===== Passage =====
Why do I wish to be a girl

Users often ask similar questions and are welcome, graciously, with validations - often in the form of "you feel this way because you are trans" or "these feelings you've described are trans feelings". These are important validations and my hope for you is that you can feel supported and loved by an online community, if not an interpersonal one too. This validating is absolutely necessary, especially given then immense rates of self-harm, suicide, interpersonal violence, and institutional oppression.

However, your question "Why do I wish to be a girl?" strikes at the heart of how we conceptualize "mental health". The standard today would be for you to be diagnosed with "Gender Identity Disorder" under the American Psychiatric Association's Diagnostic and Statistical Manual - 5. The DSM is the textbook that lists, revision after revision, the available categories of diagnosis and diagnoses proper. The DSM changes the conversation around mental health - for better and worse. It shapes and language we have available to us to converse about gender and mental health - first and foremost by labeling gender variance as a disorder. This may be merely a formality, but nonetheless, the highest order of the land is to label this a disorder that needs correction. The disorder title is still utilized whether or not WPATH standards are appreciated and transition is determined to be an integral portion of a treatment plan.

The "disorder" label tells us what it is - even if we don't agree with the disorder label. Being told you have these feelings because your trans is similar to being told your trans because you have these feelings. You're not asking what these feelings mean, you're asking why. The "why" is essentially a question about your own life context. We know that dysphoria presents as a wide spectrum. We know the dysphoria ranges from the kind of narrative of "I've been born in the wrong body and always known something was wrong" (which blends with the disorder narrative) to the "I'd be more authentic, more comfortable, with a different way of being in the world" (which blends more with a radical-sociological narrative).

I'd advocate that you both take this question up in therapy to connect your life context to your current situation while also tolerating the difficult ambiguity that comes with choice. Looking, for example, at potential gender trauma, doesn't negate the absolute beauty of your desire. Looking at your personal history to make better sense of how you've come to this point doesn't negate the simultaneous need for your transition if you choose. You can be both always-have-been a beautiful girl/woman and engage in a process of becoming. The infinite love of transness is it's opportunity.
===== Extracted data =====
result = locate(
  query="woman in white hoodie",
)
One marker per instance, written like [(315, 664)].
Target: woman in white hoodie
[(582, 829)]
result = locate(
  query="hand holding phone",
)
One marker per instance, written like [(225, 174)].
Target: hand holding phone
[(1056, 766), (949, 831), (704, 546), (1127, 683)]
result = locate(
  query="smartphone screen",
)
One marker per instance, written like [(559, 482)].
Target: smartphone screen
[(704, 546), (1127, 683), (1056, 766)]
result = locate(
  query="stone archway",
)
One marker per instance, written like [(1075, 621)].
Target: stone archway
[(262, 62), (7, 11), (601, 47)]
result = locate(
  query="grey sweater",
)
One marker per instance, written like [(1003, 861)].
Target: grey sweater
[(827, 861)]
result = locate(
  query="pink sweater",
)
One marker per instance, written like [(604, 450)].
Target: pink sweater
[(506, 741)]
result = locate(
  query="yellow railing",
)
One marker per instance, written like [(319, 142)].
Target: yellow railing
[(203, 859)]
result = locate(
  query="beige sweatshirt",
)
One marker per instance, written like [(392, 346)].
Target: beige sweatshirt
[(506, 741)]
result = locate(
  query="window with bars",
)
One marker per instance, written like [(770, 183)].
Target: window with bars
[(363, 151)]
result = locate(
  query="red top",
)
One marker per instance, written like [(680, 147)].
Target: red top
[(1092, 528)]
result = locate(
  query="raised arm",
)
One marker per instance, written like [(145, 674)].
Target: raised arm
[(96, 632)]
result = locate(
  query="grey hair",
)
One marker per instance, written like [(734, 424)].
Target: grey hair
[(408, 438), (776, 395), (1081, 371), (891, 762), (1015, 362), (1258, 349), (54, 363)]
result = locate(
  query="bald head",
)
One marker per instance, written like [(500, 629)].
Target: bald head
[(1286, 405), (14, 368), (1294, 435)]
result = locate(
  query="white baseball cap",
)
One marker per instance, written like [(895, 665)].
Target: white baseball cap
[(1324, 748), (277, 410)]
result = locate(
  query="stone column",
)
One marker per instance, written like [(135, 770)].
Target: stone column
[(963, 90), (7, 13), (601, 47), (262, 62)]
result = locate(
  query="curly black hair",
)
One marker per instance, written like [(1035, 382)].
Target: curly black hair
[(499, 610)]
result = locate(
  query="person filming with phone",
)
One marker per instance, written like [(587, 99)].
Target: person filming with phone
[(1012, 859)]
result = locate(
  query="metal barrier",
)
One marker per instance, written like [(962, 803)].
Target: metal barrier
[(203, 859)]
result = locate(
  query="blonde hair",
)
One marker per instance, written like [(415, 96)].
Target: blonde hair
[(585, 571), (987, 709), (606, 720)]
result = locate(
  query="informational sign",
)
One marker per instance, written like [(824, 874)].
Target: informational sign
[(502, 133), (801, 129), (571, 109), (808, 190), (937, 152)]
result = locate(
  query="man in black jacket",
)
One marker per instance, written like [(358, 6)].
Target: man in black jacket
=====
* **Action item A**
Decide whether each statement agrees with the passage, answering yes or no and quoting the words of the passage that settle it: (i) the DSM labels gender variance as a disorder; (ii) the disorder title is dropped once transition becomes part of a treatment plan; (iii) the writer recommends taking the question up in therapy.
* **Action item B**
Reproduce the part of the passage that opens with the words containing "Users often ask" and closes with "and institutional oppression.".
Use only the passage, not the items.

* **Task solution A**
(i) Yes: "first and foremost by labeling gender variance as a disorder"
(ii) No: "The disorder title is still utilized whether or not WPATH standards are appreciated and transition is determined to be an integral portion of a treatment plan."
(iii) Yes: "I'd advocate that you both take this question up in therapy"

* **Task solution B**
Users often ask similar questions and are welcome, graciously, with validations - often in the form of "you feel this way because you are trans" or "these feelings you've described are trans feelings". These are important validations and my hope for you is that you can feel supported and loved by an online community, if not an interpersonal one too. This validating is absolutely necessary, especially given then immense rates of self-harm, suicide, interpersonal violence, and institutional oppression.